----- MATERIAL SHOWN -----

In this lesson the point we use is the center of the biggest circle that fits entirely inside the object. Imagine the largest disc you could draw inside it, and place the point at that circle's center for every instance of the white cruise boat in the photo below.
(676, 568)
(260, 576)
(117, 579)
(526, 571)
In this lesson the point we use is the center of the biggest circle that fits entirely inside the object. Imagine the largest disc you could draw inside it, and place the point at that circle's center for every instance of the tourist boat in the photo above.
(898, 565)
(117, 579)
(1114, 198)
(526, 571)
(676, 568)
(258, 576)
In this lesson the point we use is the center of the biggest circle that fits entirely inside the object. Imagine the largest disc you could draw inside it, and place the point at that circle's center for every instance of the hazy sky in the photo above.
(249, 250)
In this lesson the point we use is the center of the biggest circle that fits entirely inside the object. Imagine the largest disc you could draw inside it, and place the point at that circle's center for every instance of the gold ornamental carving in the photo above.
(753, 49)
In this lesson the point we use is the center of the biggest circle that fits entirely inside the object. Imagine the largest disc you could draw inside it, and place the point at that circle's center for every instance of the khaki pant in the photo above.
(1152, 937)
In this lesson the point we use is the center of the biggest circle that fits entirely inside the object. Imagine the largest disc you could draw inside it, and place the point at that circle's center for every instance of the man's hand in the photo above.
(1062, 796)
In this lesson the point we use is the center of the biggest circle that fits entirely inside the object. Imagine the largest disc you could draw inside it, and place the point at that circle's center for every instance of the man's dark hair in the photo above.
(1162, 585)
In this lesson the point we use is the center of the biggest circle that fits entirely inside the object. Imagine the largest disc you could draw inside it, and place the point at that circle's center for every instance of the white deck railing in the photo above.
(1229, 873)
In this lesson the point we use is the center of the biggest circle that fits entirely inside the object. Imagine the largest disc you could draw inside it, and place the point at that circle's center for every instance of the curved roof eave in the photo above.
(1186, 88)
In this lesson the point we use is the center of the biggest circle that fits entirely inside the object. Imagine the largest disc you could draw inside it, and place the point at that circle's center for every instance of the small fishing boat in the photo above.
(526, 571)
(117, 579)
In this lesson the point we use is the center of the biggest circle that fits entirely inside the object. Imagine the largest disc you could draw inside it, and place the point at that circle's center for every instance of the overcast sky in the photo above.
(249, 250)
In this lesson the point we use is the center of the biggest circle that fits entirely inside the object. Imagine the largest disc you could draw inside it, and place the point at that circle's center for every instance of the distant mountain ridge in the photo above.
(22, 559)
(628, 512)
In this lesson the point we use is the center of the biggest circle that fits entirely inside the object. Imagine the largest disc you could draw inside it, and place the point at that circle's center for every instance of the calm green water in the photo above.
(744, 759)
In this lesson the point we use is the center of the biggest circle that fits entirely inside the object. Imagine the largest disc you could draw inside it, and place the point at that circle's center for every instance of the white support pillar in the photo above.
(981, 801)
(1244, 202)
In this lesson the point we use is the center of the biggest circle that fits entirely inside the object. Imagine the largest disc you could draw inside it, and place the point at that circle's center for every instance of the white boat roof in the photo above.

-----

__WHAT YOU NEED TO DO__
Copy all of the rows above word for word, keeping every character and line unchanged.

__EXERCISE RESULT__
In this lesson the point we use is the center of the biggest circle that fits entirely inside the object. Imagine the largest disc you could draw inside it, and place the point at that circle's center for every instance of the white cruise boat in the photo below.
(676, 568)
(260, 576)
(117, 579)
(526, 571)
In this lesson the point we use is the center of the biggest circle that fits entirely inside the object. Imagine the largest disc you could draw inside it, and place the point at that circle's center for every instance of the tourist boat in the photo above.
(898, 565)
(117, 579)
(1114, 198)
(526, 571)
(676, 568)
(258, 576)
In this lesson the point we use is the center of the biggest circle that fits entirely inside the object. Imagine the largest disc you could draw inside it, and place the point at that circle's center for every instance of the hazy sky in the photo above.
(249, 250)
In this lesson the point we use is the center of the biggest circle that fits entirely inside the object. Imagine the largest disc you could draw inside it, and place the point at that circle's center for every instance of the gold ornamental carving in the photo above.
(753, 49)
In this lesson the point we use is the center of the biggest circle that fits entirely inside the object. Imagine the largest disc you could draw inside it, and place the point at that circle's center for every instance of the khaki pant in the photo above.
(1152, 937)
In this lesson the point we use is the center of the biggest circle that fits entirely inside the object. Imagine the largest disc you could draw inside it, and place the point at that circle's center for every instance of the man's hand in the photo above.
(1062, 796)
In this lesson the point we use is the center of the biggest circle that fits entirely inside the object. Imagine the largest disc you could draw inside it, and place the point at that circle's center for every instance of the man's dark hair in the photo above.
(1162, 585)
In this lesson the point we use is the center of the biggest circle that fits entirely inside the object. Imagine the largest disc you could draw inside it, and place the point at that circle's center for every instance of the white deck railing in the photo above.
(1229, 873)
In this lesson the point we use is the center of the biggest circle that fits entirely inside the object. Imagine the largest disc you could draw inside it, and place the point at that circle's center for every instance of the curved roof eave in the photo above.
(1186, 88)
In this lesson the point we use is the center of the biggest circle that fits entirely inside the object. Imagine the largest disc you could draw inside it, and place the point at that circle's center for every instance of the small fishing boat in the photo above.
(526, 571)
(117, 579)
In this lesson the point we use is the center of the biggest circle that fits entirely inside the object. Imagine the largest disc you could draw inside it, and place the point at that circle's center for every instance of the overcast sky in the photo above.
(249, 250)
In this lesson the point we use is the center of the biggest circle that fits entirely inside the object. Imagine the largest disc you could draw inside it, and place the point at that circle's center for every instance of the distant mountain ridge in the photo above.
(22, 559)
(628, 512)
In this lesson the point we use is the center of the biggest circle that fits entirely inside the object. Imagine the largest disc you could draw inside it, and place the point at that circle's center for every instance of the calm green water in the photo above.
(744, 759)
In this lesson the point we use is the center of the biggest circle that fits entirely inside the object. Imagine the largest disc you could draw inside it, and place the point at that circle's center for every instance of the white support pillar in the photo above.
(981, 801)
(1244, 202)
In this lesson the point we use is the center of the biggest circle that fits entirely inside the object. Imagine the largest disc you could draw inside it, and place the point at that circle's center for every instance of the white boat roof in the photo above.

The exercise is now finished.